(Pointing lines)
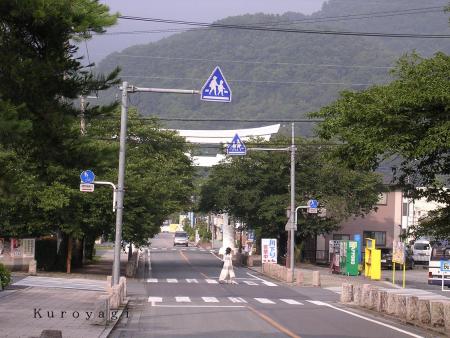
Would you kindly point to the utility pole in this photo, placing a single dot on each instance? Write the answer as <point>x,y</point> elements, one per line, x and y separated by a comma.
<point>293,211</point>
<point>121,176</point>
<point>120,185</point>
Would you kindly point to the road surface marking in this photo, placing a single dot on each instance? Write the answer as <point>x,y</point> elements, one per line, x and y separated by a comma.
<point>237,300</point>
<point>200,306</point>
<point>249,282</point>
<point>154,300</point>
<point>365,318</point>
<point>191,280</point>
<point>269,283</point>
<point>264,300</point>
<point>262,280</point>
<point>272,322</point>
<point>291,301</point>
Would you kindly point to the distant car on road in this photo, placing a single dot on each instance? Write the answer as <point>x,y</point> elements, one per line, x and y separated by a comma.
<point>386,259</point>
<point>180,238</point>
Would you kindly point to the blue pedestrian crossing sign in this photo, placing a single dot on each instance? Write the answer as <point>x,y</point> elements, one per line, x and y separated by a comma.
<point>216,88</point>
<point>313,204</point>
<point>87,176</point>
<point>237,147</point>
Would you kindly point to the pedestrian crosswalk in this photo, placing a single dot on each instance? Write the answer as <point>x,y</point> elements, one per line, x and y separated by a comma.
<point>242,281</point>
<point>192,248</point>
<point>224,301</point>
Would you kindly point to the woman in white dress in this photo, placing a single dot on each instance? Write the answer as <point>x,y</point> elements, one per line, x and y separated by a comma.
<point>227,274</point>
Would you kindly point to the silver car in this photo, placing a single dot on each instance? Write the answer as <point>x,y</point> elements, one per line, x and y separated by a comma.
<point>180,238</point>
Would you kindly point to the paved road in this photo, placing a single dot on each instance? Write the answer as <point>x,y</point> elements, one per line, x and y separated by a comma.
<point>181,298</point>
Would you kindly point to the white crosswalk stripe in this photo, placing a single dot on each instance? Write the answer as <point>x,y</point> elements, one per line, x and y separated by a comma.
<point>264,300</point>
<point>237,300</point>
<point>224,301</point>
<point>249,282</point>
<point>291,301</point>
<point>191,280</point>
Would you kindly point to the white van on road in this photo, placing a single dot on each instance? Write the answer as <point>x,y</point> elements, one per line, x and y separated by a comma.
<point>421,251</point>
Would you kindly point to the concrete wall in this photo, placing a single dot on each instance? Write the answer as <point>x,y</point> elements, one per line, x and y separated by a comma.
<point>387,218</point>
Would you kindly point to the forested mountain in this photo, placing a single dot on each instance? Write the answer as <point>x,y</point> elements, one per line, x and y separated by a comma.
<point>278,75</point>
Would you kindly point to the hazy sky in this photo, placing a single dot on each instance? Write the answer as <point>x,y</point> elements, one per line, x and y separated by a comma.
<point>189,10</point>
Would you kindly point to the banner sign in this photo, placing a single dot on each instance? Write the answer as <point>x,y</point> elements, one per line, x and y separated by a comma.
<point>398,252</point>
<point>269,250</point>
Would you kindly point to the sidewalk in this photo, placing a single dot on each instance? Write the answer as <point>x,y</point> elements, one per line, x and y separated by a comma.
<point>57,303</point>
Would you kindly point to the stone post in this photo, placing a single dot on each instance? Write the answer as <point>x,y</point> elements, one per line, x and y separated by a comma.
<point>289,276</point>
<point>424,314</point>
<point>437,313</point>
<point>400,306</point>
<point>381,305</point>
<point>347,293</point>
<point>32,267</point>
<point>391,300</point>
<point>114,298</point>
<point>101,310</point>
<point>357,294</point>
<point>365,299</point>
<point>411,308</point>
<point>299,277</point>
<point>447,316</point>
<point>373,298</point>
<point>316,278</point>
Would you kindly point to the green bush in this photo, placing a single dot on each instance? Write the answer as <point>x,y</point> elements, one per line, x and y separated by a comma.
<point>5,276</point>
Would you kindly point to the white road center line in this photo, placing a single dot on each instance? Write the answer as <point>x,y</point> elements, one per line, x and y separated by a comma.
<point>237,300</point>
<point>264,300</point>
<point>291,301</point>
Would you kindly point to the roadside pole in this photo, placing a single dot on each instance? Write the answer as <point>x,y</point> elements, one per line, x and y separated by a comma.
<point>120,185</point>
<point>293,211</point>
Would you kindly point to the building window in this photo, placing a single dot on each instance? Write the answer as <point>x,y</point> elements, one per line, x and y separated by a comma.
<point>341,237</point>
<point>378,236</point>
<point>382,199</point>
<point>405,209</point>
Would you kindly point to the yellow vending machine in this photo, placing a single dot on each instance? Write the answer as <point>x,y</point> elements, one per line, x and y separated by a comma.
<point>372,260</point>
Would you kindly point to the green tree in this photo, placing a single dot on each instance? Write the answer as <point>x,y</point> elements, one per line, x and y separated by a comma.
<point>40,145</point>
<point>255,189</point>
<point>405,123</point>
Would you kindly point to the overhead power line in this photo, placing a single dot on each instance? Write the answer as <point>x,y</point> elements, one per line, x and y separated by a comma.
<point>285,30</point>
<point>360,16</point>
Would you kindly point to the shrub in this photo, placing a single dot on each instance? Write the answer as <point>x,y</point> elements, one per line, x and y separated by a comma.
<point>5,276</point>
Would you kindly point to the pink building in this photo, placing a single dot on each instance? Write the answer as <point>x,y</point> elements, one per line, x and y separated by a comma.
<point>384,225</point>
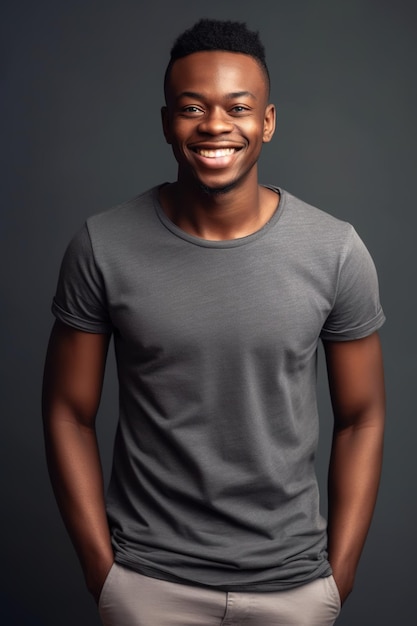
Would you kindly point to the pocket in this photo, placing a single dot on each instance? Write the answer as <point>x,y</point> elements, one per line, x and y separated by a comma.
<point>106,585</point>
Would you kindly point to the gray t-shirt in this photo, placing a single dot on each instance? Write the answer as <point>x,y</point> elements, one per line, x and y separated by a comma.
<point>213,479</point>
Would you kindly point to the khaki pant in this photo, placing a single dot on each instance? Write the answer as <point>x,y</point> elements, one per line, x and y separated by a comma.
<point>130,599</point>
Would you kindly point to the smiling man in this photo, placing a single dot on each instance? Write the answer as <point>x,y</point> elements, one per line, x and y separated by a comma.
<point>217,291</point>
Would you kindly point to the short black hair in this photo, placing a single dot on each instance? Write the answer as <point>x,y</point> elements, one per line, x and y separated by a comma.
<point>209,34</point>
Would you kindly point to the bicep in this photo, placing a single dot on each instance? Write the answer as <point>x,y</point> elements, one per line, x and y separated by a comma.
<point>356,380</point>
<point>73,376</point>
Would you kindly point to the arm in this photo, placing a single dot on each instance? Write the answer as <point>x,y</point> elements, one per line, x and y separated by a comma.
<point>357,390</point>
<point>73,380</point>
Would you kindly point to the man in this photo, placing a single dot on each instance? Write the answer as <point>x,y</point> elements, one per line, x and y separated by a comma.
<point>217,291</point>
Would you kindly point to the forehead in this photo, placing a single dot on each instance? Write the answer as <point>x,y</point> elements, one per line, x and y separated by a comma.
<point>216,71</point>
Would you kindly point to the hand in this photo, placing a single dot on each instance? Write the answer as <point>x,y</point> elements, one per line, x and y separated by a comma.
<point>95,579</point>
<point>344,584</point>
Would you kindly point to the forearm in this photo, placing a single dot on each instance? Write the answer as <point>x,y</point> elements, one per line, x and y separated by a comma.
<point>354,474</point>
<point>76,475</point>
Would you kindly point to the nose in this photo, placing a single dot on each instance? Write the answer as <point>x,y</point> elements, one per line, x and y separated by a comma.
<point>215,122</point>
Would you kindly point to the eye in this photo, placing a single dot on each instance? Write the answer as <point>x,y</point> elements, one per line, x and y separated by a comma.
<point>192,109</point>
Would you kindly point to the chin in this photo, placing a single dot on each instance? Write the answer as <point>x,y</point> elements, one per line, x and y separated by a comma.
<point>215,191</point>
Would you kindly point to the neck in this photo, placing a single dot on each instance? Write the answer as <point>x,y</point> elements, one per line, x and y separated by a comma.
<point>218,214</point>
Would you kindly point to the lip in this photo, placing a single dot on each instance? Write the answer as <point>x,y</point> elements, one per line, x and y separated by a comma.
<point>217,155</point>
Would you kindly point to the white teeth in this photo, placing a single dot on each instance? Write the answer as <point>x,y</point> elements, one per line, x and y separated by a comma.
<point>212,154</point>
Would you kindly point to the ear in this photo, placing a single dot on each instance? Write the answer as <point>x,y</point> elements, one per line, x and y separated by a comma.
<point>166,124</point>
<point>269,123</point>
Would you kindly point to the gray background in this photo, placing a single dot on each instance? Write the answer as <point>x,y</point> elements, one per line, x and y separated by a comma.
<point>81,92</point>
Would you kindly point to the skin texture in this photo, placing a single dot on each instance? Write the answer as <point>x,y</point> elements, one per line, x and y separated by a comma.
<point>215,100</point>
<point>218,100</point>
<point>73,381</point>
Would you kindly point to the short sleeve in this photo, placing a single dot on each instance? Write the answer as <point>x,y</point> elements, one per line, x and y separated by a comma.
<point>356,310</point>
<point>80,299</point>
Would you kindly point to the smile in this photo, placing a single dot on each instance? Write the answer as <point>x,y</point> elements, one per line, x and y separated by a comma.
<point>215,154</point>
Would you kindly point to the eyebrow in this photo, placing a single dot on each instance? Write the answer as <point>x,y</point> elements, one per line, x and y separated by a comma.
<point>229,96</point>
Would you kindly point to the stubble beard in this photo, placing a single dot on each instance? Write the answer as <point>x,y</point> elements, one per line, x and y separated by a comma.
<point>217,191</point>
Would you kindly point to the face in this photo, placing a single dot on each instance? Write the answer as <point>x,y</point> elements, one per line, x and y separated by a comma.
<point>217,118</point>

- **WORK TO COMPLETE**
Can you extract, unchanged, the lines from the one containing "Would you kindly point to the gray background" through the final line above?

- **FINISHED ANSWER**
Would you kindly point to the gray background in this photo, placing a single dot on each instance? Write the answer as <point>x,y</point> elements, one per line, x and y separated by a comma.
<point>81,92</point>
Would you kindly point to the skin texture in this photo, placing a single dot on each instance? Write the answer as <point>x,y</point> elements, one per line, x and y separated by a comma.
<point>215,100</point>
<point>218,100</point>
<point>73,381</point>
Would you kindly point to the short sleeve in this photo, placing a single dot on each instance? Write the answer as <point>x,y</point> elements, one per line, x and y separated by a comma.
<point>356,310</point>
<point>80,299</point>
Would you kindly point to the smile in this photo, placing a single dot on each instance? Write the answer as <point>x,y</point> elements, one per line, x and y separated by a comma.
<point>215,154</point>
Would you kindly point to the eyebrow in this photo, placing a single dot on each instance? Write the answer as <point>x,y</point> elements, one per line, x and y separated by a comma.
<point>229,96</point>
Would you kindly point to the stubble beard in this photo, placing a single dot on each instance? Write the answer as <point>x,y</point> elements, one per line, x and y separated by a comma.
<point>217,191</point>
Would you kindly point to the face in this photo, placing a single dot on each instance? Write the answer as <point>x,y</point> elements, one per line, x and y separated by a comma.
<point>217,118</point>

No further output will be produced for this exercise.